__Aim__. Repeat the material below word for word, starting at the line that contains "Where can the long" and continuing through the end of the material, with both ends included.

__Exercise material__.
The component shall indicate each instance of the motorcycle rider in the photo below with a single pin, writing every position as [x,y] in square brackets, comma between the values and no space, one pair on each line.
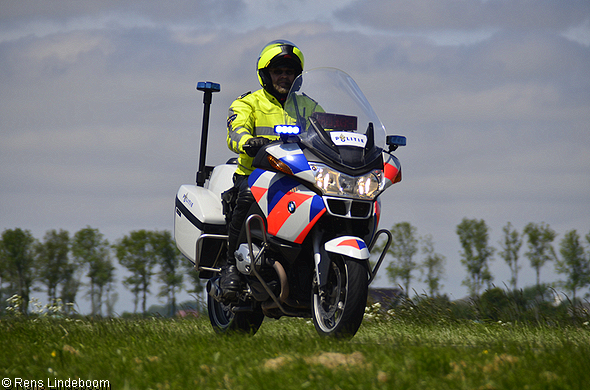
[250,126]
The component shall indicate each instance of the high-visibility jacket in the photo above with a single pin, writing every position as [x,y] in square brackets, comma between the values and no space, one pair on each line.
[255,115]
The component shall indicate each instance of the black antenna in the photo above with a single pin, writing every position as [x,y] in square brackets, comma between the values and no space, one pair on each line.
[208,88]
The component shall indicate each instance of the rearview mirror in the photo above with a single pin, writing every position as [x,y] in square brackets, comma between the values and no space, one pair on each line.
[395,141]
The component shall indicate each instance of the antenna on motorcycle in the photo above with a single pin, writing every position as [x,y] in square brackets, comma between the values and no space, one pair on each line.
[208,88]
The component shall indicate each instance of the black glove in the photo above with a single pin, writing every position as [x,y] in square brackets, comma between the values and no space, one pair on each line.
[253,145]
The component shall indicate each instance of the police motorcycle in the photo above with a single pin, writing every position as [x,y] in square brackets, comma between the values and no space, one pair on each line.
[306,244]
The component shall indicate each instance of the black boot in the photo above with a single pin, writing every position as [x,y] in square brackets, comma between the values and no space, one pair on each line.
[230,282]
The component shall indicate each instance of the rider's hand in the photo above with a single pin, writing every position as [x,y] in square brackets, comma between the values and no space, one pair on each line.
[253,145]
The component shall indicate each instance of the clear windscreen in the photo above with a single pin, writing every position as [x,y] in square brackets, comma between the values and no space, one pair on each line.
[331,100]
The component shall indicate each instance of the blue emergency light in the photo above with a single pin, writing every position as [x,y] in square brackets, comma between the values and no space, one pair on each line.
[287,129]
[208,86]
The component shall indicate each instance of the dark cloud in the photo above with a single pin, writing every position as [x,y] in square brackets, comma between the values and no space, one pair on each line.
[100,124]
[466,15]
[204,11]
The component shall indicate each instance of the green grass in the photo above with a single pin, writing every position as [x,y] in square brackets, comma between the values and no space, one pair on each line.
[288,354]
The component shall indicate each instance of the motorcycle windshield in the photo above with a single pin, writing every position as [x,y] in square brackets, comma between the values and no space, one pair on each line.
[335,118]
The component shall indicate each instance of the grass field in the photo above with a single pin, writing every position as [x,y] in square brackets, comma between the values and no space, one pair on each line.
[162,353]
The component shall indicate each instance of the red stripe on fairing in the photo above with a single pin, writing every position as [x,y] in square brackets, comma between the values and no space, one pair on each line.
[303,234]
[280,213]
[352,242]
[258,192]
[391,171]
[377,213]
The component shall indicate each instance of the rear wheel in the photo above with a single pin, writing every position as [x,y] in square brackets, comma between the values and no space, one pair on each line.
[224,320]
[339,306]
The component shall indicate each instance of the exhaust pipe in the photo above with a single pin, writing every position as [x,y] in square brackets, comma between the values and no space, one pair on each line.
[213,288]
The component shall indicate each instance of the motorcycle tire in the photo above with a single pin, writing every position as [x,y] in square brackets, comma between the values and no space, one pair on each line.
[338,309]
[224,320]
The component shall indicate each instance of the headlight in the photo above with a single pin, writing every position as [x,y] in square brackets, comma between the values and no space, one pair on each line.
[332,182]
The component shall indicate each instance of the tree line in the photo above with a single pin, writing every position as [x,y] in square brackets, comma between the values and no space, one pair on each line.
[57,263]
[572,259]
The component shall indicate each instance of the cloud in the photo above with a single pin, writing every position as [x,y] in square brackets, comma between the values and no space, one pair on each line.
[174,10]
[100,119]
[466,15]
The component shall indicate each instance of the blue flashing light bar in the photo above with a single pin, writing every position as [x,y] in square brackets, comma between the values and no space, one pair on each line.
[208,86]
[287,129]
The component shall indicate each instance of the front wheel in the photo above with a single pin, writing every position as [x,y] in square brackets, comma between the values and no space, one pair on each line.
[339,306]
[224,320]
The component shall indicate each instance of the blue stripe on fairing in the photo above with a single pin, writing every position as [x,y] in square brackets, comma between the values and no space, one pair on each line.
[317,205]
[254,176]
[278,189]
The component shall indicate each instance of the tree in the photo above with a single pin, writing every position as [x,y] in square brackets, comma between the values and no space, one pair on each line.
[539,239]
[432,267]
[171,273]
[403,248]
[136,253]
[53,261]
[476,255]
[17,253]
[92,250]
[510,246]
[574,263]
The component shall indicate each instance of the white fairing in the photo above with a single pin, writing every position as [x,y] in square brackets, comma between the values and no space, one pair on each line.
[349,246]
[197,207]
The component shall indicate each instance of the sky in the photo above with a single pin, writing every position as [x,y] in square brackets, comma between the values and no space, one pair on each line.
[100,119]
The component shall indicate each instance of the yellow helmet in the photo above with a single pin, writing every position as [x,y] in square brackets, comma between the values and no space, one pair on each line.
[278,53]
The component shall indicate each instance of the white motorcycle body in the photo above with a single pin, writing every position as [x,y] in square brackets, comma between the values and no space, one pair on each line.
[306,245]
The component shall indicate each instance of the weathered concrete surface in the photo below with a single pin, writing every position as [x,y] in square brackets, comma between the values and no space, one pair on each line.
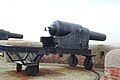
[48,71]
[99,50]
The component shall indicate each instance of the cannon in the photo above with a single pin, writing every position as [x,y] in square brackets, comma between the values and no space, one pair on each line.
[65,38]
[70,36]
[5,35]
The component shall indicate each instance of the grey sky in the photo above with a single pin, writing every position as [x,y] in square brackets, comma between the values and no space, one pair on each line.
[29,17]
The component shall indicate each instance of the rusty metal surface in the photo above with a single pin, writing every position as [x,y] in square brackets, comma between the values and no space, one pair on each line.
[48,71]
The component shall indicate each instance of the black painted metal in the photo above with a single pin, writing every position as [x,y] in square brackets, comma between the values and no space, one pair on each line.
[60,28]
[5,35]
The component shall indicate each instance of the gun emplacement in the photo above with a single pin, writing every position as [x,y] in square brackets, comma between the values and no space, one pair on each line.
[65,38]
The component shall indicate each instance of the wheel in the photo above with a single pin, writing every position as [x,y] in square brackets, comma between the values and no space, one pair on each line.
[31,70]
[88,63]
[19,67]
[72,61]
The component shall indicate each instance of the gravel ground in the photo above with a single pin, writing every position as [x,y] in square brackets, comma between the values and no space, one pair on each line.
[48,71]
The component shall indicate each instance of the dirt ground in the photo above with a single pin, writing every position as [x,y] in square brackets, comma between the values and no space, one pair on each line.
[48,71]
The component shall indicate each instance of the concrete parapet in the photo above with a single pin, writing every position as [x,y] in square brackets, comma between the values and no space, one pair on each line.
[112,65]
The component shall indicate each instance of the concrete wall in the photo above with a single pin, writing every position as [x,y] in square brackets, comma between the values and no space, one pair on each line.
[99,50]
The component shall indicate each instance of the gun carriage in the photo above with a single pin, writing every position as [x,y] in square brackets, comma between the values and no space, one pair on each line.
[65,38]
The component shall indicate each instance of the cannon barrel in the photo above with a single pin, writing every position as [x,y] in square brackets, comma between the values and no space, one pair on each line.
[96,36]
[60,28]
[5,35]
[14,35]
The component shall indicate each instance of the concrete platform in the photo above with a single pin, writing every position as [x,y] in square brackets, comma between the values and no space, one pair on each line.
[49,71]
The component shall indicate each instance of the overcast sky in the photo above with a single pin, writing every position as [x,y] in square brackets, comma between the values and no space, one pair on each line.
[29,17]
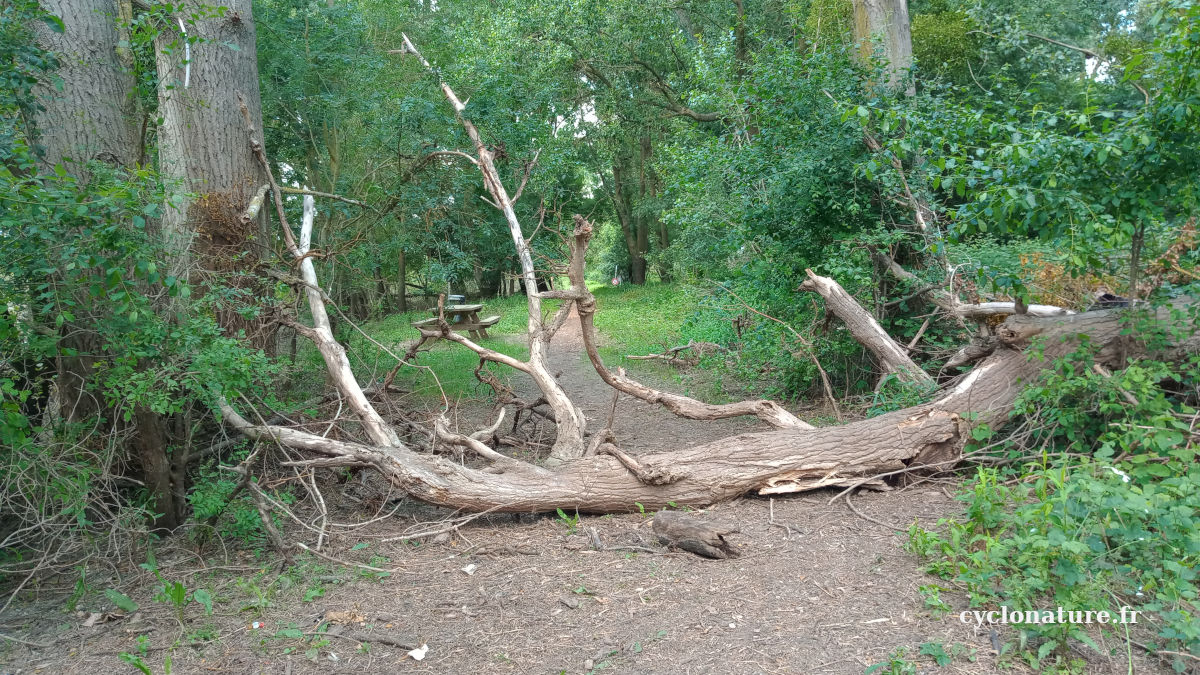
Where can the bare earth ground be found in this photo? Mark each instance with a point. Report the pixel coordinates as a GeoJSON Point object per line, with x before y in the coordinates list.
{"type": "Point", "coordinates": [820, 591]}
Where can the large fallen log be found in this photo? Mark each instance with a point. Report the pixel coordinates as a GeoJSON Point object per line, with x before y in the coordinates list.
{"type": "Point", "coordinates": [784, 460]}
{"type": "Point", "coordinates": [791, 458]}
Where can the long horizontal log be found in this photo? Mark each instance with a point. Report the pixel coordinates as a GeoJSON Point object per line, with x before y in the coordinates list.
{"type": "Point", "coordinates": [772, 461]}
{"type": "Point", "coordinates": [951, 303]}
{"type": "Point", "coordinates": [865, 329]}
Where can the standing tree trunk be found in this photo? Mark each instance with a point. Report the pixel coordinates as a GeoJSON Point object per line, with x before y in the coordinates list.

__Written response__.
Where can the long horizontal log be found in this photo? Mark each instance with a point. Report the pixel coordinates as a GeoJSON Point object per line, with x before y in the coordinates list.
{"type": "Point", "coordinates": [772, 461]}
{"type": "Point", "coordinates": [951, 303]}
{"type": "Point", "coordinates": [865, 329]}
Where can the standing tree trunk be found in this photo? Mark each instance with a point. Report the pixel coordinates as a GeoJSON Point object per line, with x before y in the coordinates list.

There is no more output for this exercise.